[[ Source data, beginning ]]

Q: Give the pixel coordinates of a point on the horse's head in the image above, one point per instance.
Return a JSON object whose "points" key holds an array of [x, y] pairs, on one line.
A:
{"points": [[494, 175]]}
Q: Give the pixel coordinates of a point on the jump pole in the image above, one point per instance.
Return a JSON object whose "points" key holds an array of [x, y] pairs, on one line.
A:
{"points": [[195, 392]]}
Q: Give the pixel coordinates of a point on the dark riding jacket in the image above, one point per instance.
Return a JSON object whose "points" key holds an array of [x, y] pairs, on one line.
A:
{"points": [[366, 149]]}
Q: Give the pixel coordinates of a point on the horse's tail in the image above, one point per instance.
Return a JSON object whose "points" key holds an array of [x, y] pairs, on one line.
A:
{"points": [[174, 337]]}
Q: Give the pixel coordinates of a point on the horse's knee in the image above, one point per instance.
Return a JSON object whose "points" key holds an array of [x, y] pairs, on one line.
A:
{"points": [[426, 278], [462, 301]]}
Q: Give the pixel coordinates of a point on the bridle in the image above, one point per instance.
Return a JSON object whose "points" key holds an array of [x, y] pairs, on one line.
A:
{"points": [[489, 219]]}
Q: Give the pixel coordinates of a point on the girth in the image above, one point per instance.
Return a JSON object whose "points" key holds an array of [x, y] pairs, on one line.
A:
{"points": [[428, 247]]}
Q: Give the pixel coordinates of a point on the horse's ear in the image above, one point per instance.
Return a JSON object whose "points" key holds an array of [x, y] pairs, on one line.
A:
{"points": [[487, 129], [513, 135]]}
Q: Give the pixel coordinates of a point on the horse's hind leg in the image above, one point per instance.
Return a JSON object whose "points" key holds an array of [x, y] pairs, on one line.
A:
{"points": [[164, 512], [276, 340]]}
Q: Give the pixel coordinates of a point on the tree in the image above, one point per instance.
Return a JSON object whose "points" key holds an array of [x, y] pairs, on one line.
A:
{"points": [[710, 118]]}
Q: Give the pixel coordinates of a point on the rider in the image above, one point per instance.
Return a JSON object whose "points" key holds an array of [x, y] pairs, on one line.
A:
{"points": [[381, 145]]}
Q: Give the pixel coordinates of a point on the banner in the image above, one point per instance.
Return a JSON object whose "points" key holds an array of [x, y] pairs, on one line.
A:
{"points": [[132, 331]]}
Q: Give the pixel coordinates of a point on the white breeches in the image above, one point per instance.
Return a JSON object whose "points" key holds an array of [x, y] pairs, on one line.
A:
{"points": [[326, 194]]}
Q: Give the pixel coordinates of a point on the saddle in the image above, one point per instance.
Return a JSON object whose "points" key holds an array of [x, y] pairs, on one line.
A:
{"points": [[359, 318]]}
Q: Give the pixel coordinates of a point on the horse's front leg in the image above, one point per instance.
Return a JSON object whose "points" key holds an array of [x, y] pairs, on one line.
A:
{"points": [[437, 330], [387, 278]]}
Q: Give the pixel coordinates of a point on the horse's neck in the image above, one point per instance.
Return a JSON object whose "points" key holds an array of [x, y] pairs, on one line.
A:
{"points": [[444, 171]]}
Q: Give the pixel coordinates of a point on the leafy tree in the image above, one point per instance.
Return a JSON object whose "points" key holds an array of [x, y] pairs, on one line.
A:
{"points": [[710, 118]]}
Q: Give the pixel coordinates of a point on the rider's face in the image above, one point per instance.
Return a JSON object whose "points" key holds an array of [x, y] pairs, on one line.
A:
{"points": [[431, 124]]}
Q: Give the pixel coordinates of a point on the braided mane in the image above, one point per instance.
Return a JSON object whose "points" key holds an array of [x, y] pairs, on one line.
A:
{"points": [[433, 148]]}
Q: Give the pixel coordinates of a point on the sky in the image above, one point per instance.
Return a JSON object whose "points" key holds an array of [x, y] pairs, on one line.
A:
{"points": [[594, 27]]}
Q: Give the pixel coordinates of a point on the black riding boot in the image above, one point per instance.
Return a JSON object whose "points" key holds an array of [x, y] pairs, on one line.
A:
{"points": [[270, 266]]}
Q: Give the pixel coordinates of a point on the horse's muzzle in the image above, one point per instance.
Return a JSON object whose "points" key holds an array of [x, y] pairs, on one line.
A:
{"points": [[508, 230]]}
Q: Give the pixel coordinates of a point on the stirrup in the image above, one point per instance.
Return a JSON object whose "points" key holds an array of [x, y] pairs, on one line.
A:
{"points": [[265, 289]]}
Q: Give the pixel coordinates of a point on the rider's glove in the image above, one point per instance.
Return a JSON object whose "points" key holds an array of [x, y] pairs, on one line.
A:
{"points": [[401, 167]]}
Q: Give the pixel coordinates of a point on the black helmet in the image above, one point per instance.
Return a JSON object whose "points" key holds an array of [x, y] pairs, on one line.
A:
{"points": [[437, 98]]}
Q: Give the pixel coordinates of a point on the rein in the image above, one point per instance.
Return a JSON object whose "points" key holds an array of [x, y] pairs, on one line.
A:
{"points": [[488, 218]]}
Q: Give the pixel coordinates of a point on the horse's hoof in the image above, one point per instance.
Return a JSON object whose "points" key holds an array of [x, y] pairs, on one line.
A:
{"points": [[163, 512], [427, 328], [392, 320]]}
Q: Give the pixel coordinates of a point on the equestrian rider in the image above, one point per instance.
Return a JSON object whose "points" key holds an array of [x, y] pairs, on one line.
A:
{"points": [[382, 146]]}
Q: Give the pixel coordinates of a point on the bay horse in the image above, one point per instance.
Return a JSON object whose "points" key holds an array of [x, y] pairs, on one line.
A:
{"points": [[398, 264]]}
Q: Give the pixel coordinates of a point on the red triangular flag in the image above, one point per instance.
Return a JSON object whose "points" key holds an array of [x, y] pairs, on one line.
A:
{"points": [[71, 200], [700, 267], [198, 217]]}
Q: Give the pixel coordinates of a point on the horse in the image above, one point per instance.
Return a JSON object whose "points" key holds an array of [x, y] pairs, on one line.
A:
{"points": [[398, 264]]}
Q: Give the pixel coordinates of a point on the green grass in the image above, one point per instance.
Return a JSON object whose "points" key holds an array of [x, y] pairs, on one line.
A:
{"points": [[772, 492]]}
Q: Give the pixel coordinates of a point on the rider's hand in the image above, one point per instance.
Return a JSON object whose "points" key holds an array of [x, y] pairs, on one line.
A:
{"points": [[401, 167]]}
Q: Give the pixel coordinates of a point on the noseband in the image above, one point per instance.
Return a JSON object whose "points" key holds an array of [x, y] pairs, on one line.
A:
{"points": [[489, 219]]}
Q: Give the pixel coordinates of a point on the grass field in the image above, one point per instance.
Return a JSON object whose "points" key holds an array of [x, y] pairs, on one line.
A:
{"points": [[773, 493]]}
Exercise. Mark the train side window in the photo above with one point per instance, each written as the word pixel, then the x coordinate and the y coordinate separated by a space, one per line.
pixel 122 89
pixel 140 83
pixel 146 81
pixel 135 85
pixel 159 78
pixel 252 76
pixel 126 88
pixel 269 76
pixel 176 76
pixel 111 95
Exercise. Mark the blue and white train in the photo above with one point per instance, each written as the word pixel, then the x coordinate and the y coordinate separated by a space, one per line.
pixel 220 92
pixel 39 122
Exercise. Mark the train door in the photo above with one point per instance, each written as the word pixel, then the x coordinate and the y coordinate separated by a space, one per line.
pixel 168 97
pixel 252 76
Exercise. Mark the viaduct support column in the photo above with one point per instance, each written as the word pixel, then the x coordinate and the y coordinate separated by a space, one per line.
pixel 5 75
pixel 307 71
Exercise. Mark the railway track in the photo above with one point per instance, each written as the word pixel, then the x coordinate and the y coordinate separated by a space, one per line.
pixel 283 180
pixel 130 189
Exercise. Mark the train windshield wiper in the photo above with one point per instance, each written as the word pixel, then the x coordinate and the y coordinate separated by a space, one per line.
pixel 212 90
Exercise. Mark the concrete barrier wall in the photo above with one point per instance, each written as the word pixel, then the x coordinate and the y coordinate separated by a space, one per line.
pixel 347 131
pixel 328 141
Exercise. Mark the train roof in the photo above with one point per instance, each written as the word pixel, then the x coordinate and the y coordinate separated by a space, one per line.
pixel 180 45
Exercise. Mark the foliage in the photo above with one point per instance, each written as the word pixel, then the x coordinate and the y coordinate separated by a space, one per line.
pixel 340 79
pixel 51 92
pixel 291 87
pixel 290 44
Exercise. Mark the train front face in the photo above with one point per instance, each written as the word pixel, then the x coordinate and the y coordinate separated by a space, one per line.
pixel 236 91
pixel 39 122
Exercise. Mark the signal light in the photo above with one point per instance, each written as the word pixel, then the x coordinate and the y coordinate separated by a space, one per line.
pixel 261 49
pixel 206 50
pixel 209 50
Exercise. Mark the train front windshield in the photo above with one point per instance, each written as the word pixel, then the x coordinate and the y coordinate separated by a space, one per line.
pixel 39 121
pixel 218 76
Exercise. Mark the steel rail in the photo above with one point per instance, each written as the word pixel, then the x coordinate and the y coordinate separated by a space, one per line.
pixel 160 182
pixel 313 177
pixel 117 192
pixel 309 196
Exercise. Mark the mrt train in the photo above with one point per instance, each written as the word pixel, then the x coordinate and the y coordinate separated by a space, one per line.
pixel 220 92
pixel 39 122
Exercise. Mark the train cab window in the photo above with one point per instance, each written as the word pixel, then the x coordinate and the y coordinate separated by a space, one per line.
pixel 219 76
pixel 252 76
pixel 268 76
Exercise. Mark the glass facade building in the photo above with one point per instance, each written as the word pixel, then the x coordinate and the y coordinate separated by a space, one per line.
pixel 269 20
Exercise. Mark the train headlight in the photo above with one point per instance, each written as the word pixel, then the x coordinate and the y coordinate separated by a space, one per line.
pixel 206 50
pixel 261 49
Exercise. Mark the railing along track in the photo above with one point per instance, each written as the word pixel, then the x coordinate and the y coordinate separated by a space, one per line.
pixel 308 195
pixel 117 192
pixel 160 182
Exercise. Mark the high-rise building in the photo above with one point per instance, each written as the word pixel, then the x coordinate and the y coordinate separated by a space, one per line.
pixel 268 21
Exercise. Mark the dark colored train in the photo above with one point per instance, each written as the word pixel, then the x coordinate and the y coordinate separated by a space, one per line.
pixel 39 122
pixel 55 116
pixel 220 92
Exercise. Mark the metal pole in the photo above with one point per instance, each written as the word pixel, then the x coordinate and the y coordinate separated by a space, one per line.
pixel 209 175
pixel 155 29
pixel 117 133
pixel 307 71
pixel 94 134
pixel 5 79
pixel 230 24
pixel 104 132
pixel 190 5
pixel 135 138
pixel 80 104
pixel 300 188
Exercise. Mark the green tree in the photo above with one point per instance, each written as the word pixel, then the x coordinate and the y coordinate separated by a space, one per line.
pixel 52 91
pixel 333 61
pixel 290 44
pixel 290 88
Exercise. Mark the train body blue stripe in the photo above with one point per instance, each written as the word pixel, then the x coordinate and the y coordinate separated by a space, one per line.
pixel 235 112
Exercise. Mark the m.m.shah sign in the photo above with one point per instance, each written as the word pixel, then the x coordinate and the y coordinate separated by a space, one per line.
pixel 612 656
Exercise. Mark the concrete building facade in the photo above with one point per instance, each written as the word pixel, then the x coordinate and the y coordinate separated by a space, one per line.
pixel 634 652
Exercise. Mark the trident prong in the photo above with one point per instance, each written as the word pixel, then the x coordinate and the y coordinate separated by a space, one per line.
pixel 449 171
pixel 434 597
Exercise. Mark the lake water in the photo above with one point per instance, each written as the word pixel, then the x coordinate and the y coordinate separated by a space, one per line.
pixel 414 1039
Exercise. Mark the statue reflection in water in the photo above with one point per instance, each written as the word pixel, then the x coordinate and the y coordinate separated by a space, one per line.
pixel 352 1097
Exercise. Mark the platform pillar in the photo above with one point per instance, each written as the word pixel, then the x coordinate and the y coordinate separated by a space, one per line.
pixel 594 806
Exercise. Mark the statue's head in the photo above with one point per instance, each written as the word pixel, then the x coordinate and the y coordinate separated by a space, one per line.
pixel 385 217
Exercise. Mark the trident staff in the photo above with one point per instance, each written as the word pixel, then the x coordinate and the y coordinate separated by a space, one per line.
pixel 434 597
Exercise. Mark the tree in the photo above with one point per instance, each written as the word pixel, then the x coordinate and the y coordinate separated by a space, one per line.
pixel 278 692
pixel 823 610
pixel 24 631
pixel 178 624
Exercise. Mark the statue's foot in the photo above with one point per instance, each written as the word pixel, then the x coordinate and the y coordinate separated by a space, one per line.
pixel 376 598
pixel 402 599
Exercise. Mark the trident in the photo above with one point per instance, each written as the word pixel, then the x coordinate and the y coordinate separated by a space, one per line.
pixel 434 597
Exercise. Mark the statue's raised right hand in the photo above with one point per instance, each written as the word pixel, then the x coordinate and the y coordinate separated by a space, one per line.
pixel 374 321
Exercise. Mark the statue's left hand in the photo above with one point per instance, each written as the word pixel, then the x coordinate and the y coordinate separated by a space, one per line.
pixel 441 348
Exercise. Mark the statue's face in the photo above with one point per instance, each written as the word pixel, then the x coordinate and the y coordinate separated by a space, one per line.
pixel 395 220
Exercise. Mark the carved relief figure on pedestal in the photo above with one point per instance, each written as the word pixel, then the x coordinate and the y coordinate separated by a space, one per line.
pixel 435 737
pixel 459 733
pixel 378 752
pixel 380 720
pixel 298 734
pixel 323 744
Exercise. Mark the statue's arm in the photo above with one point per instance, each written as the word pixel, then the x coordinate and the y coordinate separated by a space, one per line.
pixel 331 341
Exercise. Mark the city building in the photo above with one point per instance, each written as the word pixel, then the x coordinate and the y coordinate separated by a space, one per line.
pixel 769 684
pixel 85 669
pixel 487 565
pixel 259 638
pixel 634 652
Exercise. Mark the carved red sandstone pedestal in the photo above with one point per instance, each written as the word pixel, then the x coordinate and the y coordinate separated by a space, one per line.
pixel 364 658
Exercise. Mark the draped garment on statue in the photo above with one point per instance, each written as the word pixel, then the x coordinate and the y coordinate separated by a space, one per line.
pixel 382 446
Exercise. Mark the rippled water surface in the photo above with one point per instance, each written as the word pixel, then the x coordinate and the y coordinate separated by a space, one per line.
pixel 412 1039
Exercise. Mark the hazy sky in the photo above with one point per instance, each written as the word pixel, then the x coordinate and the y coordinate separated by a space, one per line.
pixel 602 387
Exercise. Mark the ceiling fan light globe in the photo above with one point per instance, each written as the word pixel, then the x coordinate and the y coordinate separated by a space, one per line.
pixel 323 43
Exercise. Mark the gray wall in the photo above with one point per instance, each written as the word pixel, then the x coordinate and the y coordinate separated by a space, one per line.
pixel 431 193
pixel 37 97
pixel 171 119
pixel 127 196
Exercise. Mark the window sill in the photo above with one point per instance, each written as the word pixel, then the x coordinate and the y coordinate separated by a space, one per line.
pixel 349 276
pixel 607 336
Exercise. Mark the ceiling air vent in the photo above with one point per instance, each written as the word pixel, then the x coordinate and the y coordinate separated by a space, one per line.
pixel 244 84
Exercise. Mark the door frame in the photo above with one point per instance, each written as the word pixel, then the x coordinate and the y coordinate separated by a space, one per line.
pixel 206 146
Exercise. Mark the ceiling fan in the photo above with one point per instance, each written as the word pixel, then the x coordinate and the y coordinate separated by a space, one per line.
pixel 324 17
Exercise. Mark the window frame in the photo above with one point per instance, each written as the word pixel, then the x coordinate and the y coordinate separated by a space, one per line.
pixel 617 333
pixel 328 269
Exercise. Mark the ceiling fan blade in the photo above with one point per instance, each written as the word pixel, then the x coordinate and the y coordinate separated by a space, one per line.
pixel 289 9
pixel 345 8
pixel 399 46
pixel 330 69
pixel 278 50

[[ Source data, end ]]

▶ Task brief: All that belongs in the answer is the lines from the start of the entries above through the line containing "Q: Give the pixel coordinates of a point on the dark", each given exactly.

▶ Solution to the exercise:
Q: Give the pixel coordinates of a point on the horse's head in the image above, one point per instance.
Return a JSON object whose "points" key holds an array of [x, y] pairs, on one line.
A:
{"points": [[494, 175]]}
Q: Give the pixel coordinates of a point on the jump pole in the image above, one point per instance.
Return a JSON object whose "points" key holds an array of [x, y] pairs, on one line.
A:
{"points": [[195, 392]]}
Q: Give the pixel coordinates of a point on the dark riding jacket in the image above, one point per instance.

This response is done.